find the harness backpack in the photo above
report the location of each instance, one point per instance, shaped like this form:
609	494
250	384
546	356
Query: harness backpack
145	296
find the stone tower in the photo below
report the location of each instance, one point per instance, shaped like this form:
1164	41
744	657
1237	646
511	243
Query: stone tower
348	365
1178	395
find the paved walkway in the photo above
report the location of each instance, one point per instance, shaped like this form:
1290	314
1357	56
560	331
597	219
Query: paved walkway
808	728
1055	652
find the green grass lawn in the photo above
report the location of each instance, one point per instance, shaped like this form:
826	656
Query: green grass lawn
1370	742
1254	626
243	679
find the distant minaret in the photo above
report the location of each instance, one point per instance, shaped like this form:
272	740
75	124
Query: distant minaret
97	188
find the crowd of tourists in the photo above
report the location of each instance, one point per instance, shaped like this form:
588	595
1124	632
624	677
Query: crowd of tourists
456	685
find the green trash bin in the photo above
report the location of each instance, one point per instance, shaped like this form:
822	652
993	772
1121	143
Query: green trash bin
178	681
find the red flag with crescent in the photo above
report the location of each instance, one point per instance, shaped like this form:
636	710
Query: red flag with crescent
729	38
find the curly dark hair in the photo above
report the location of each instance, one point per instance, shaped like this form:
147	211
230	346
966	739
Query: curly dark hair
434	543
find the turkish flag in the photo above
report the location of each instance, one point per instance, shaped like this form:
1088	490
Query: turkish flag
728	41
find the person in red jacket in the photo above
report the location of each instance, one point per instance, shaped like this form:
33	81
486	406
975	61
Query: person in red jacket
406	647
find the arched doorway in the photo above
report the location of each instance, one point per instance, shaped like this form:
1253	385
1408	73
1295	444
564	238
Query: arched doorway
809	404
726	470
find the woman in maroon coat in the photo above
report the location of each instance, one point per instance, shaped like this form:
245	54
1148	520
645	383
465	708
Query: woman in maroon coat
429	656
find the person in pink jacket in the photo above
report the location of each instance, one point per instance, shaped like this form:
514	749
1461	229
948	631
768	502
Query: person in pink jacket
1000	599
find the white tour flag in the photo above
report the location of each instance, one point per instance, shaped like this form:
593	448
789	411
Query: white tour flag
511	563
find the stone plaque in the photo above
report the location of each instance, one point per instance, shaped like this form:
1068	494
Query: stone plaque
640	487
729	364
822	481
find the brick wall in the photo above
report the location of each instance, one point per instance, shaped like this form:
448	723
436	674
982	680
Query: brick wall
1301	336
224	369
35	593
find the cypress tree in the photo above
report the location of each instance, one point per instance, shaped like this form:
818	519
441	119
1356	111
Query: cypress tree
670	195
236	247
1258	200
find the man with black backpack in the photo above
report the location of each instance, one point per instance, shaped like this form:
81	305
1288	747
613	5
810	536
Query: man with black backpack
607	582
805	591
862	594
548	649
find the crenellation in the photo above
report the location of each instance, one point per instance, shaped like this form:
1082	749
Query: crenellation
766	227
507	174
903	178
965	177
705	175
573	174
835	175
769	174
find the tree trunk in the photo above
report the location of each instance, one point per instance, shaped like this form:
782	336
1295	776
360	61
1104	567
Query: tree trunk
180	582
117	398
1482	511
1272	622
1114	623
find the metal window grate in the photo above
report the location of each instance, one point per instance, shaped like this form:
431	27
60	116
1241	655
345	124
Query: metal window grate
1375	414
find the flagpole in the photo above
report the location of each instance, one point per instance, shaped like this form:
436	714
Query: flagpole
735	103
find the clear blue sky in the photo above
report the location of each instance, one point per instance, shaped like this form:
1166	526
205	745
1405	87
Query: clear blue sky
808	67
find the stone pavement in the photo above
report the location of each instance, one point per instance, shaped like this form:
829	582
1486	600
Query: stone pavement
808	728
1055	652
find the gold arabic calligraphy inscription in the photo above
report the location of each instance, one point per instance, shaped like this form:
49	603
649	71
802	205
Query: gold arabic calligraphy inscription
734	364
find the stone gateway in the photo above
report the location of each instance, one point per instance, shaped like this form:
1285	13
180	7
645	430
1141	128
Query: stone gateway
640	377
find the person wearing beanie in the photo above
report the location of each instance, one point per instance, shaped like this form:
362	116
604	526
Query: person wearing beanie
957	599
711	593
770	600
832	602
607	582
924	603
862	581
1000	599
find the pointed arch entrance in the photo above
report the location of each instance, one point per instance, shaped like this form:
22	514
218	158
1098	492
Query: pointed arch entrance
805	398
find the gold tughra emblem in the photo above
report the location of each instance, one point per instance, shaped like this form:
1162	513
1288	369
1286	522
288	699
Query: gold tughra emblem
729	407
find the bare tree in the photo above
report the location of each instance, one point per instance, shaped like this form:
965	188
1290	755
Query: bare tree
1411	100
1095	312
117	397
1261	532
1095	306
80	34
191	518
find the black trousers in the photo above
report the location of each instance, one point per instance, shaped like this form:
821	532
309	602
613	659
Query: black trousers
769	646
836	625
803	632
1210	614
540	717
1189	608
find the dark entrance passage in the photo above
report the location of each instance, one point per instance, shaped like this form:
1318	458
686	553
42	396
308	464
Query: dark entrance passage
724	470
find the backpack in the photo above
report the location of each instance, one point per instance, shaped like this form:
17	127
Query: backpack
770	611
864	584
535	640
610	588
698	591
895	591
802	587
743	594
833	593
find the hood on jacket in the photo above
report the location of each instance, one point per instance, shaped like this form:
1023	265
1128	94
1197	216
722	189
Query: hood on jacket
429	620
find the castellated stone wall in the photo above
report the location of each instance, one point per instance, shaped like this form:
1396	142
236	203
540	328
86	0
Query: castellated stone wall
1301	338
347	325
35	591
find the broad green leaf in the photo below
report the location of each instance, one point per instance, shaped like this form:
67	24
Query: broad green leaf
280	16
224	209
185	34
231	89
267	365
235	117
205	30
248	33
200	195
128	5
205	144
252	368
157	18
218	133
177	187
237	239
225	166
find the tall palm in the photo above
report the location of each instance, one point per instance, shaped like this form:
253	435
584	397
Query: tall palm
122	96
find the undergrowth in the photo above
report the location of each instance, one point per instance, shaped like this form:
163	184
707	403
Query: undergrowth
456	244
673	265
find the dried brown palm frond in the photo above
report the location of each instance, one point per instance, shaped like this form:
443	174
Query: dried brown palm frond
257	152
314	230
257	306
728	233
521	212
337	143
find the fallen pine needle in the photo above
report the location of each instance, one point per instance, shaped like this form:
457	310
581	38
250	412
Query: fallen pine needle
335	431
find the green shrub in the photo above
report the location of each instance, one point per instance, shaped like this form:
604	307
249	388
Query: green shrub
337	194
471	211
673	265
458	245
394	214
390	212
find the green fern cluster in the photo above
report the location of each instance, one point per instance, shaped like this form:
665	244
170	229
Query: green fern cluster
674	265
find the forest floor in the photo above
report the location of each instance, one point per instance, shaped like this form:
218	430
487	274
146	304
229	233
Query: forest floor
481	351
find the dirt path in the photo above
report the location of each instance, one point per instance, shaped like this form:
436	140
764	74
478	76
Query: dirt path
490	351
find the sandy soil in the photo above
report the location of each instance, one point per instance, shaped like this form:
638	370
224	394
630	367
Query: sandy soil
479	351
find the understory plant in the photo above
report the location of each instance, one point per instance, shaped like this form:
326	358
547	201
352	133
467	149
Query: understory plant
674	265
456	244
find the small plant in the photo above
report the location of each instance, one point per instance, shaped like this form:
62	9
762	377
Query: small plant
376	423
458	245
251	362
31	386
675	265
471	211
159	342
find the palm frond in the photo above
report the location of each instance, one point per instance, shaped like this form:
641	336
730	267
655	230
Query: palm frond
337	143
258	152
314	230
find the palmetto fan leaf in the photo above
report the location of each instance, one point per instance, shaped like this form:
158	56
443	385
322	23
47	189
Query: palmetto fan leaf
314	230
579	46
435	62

- [HOW TO COMPLETE THIS TASK]
Output each record above exactly, omitting nothing.

- [WORKED SOLUTION]
find the harness backpack in the photo above
report the location of each instance, one point per instance, shaped like this form:
609	494
250	384
546	356
Query: harness backpack
145	296
find the stone tower in the photo below
report the location of each instance, one point per instance, shaped like this form:
1164	41
744	657
1237	646
511	243
Query: stone tower
348	365
1178	395
find the paved walkway in the photo above
report the location of each instance, one point per instance, shaped like this form:
1290	314
1357	56
560	331
597	219
Query: paved walkway
808	728
1055	652
find the green grass lawn in the photo above
report the location of each instance, one point per instance, shaped like this form:
826	656
Query: green grass lawn
1370	742
1254	626
243	679
find the distant minaret in the photo above
report the location of each instance, one point per instance, shaped like this form:
272	740
75	124
Query: distant minaret
97	188
find the crowd of tourists in the photo above
report the location of each instance, one point per instance, shaped like this form:
588	595
1124	632
624	677
Query: crowd of tourists
456	685
find the green trash bin in the photo above
report the location of each instance, one point per instance, shaped like this form:
822	652
993	772
1121	143
Query: green trash bin
178	681
find the red flag with crescent in the photo above
report the location of each instance, one point per instance, shaped like this form:
636	710
Query: red flag with crescent
729	38
find the curly dark hair in the photo above
report the location of each instance, one point per instance, shaped like this form:
147	211
230	346
966	739
Query: curly dark hair
434	543
find the turkish flag in the photo above
report the location of each instance, one point per instance, shaped like this form:
1088	490
Query: turkish flag
728	41
find the person in red jacket in the photo above
report the location of each instance, one point per instance, shaped like this form:
33	81
486	406
975	61
Query: person in red jacket
406	647
find the arched doorway in the photo above
report the location of each instance, one point per instance, shaped like this form:
1253	385
1408	73
1295	444
564	238
Query: arched doorway
809	404
726	470
find the woman in maroon coat in the photo above
report the location of each instance, one point per instance, shaped like this form:
245	54
1148	520
645	383
465	708
Query: woman in maroon coat
429	656
find the person in pink jacket in the photo above
report the location of each instance, one point per instance, shaped like this form:
514	749
1461	229
948	631
768	502
Query: person in pink jacket
1000	599
find the white tour flag in the photo above
report the location of each instance, one point per instance, shaped like this form:
593	448
789	411
Query: white tour flag
511	563
find the stone plaque in the photo above
report the location of each instance, one point per instance, shaped like this form:
1068	494
Query: stone plaque
640	487
729	364
822	481
find the brick wall in the photo above
report the location of each instance, one point per instance, shaped like this form:
448	723
436	674
982	680
Query: brick wall
1301	336
224	369
35	593
find the cypress tree in the photo above
report the location of each instance, one point per instance, shaped like this form:
818	519
441	119
1356	111
Query: cypress tree
670	195
236	247
1258	200
find the man with black backpack in the photo above
report the location of each instance, one point per instance, shaped like this form:
81	305
1288	747
613	5
810	536
Query: man with black backpack
607	582
805	591
862	594
548	649
find the crenellation in the photo above
report the location of each instance, one point per instance, shaped like this form:
1082	749
Query: crenellation
766	227
507	174
903	178
965	177
705	175
573	174
835	175
769	174
find the tree trunk in the photo above
report the location of each instance, one point per instance, shaped like this form:
782	336
1295	776
360	61
1104	567
Query: tree trunk
180	582
117	398
1482	511
1272	622
1114	623
find the metal window grate in the photo above
report the location of each instance, one point per instance, shaped like this form:
431	27
60	116
1241	655
345	124
Query: metal window grate
1375	414
find the flagpole in the photo above
report the location of each instance, one point per instance, shaped like this form:
436	714
Query: flagpole
735	103
find the clear blue sky in the photo above
report the location of each instance, one point per instance, shaped like this form:
1166	526
205	745
1405	87
Query: clear blue sky
808	67
find the stone pavement in the photo above
report the location of each instance, one point per instance, shaped like this form:
829	582
1486	600
Query: stone pavement
808	728
1055	652
find the gold arabic calligraphy inscription in the photo above
report the location of each instance, one point per instance, shaped like this form:
49	603
649	71
802	205
Query: gold arabic calligraphy inscription
734	364
find the stone gateway in the photo above
report the location of each instance, one point per instance, shaped like this form:
1285	13
180	7
645	430
1141	128
Query: stone gateway
640	377
find the person wearing beanie in the photo above
report the location of each instance, one point per instance, shaped like this form:
362	116
604	526
Query: person wearing beanie
957	599
711	593
770	600
832	602
607	582
924	603
862	581
1000	599
find the pointed arch entrance in the photo above
report the location of each instance, one point per instance, shaped like this form:
22	514
218	158
1098	492
Query: pointed arch entrance
805	398
find the gold tughra emblem in the photo above
report the location of each instance, one point per instance, shaped like this form:
1162	513
1288	369
1286	522
288	699
Query: gold tughra emblem
729	407
find the bare tree in the photo above
report the location of each instance, one point per instance, shaped like this form:
965	188
1290	755
Query: bare tree
1411	100
1095	312
117	397
1261	532
1095	306
80	34
191	518
find the black trousers in the photo above
report the location of each instance, one point per instance, shaped like this form:
821	532
309	602
613	659
Query: black trousers
769	646
836	625
803	632
1210	614
540	717
1189	608
find the dark entrance passage in the photo above
report the location of each instance, one point per instance, shaped like this form:
1318	458
686	553
42	396
308	464
Query: dark entrance passage
724	470
find the backpack in the photo above
report the location of each instance, one point per instance, shaped like this form:
17	127
Query: backpack
770	611
864	584
535	640
610	588
698	591
895	591
802	587
743	594
833	593
find the hood on jacket in the photo above
report the location of each instance, one point per instance, shaped like this form:
1023	265
1128	94
1197	216
722	189
Query: hood on jacket
429	620
find the castellated stone wall in the photo above
report the location of each instance, one point per instance, shaped like this form:
1396	142
236	203
540	328
86	0
Query: castellated stone wall
1301	338
347	325
35	591
find the broad green leaf in the photo below
report the location of each instance, one point per instance, shaped like this form:
67	24
Query: broad green leaf
280	16
224	209
185	34
231	89
267	365
235	117
205	30
248	33
200	195
128	5
205	144
252	368
157	18
218	133
177	187
237	239
225	166
find the tall palm in the photo above
report the location of each instance, one point per instance, shaped like this form:
253	435
584	397
Query: tall palm
122	96
find the undergrowth in the photo above
report the location of each instance, one point per instance, shaped like this form:
163	184
707	403
Query: undergrowth
456	244
673	265
find the dried brown palm frond in the photo above
report the location of each instance, one point per instance, shaped like this form:
443	174
Query: dried brown palm frond
257	152
314	230
257	306
728	233
521	212
337	143
find the fallen pine needle in the photo above
report the location of each instance, one point per instance, shaped like this form:
457	310
581	38
250	412
Query: fallen pine needle
335	431
find the green shrub in the photo above
report the location of each instance, one point per instance, shaped like this form:
604	307
249	388
Query: green shrub
337	194
471	211
673	265
458	245
394	214
390	212
find the green fern cluster in the photo above
report the location of each instance, one point per instance, shaped like this form:
665	244
170	229
Query: green fern cluster
674	265
find the forest floor in the photo above
report the location of each instance, one point per instance, shaped like this form:
218	430
487	274
146	304
229	233
Query: forest floor
481	351
find the dirt path in the photo above
report the location of each instance, one point per instance, shaped like this form:
436	140
764	74
478	76
Query: dirt path
490	351
find the sandy soil in the photo above
report the location of each instance, one point per instance, shaped like this form:
638	370
224	394
630	367
Query: sandy soil
479	351
find the understory plant in the photo above
report the location of each instance, one point per instance, shaped like this form:
326	358
547	201
352	133
467	149
Query: understory plant
674	265
456	244
find the small plant in the photo above
report the location of each instance, one point per instance, shaped like this form:
62	9
762	377
Query: small plant
376	423
458	245
251	362
31	386
675	265
471	211
159	342
find the palm frond in the photo above
report the location of each instance, one point per instance, shaped like this form:
641	336
730	267
655	230
Query: palm frond
337	143
258	152
314	230
find the palmetto fan leaf in the photo above
report the location of each instance, one point per instance, shaped like this form:
158	56
443	385
322	23
47	189
Query: palmetto fan leaf
314	230
579	46
435	62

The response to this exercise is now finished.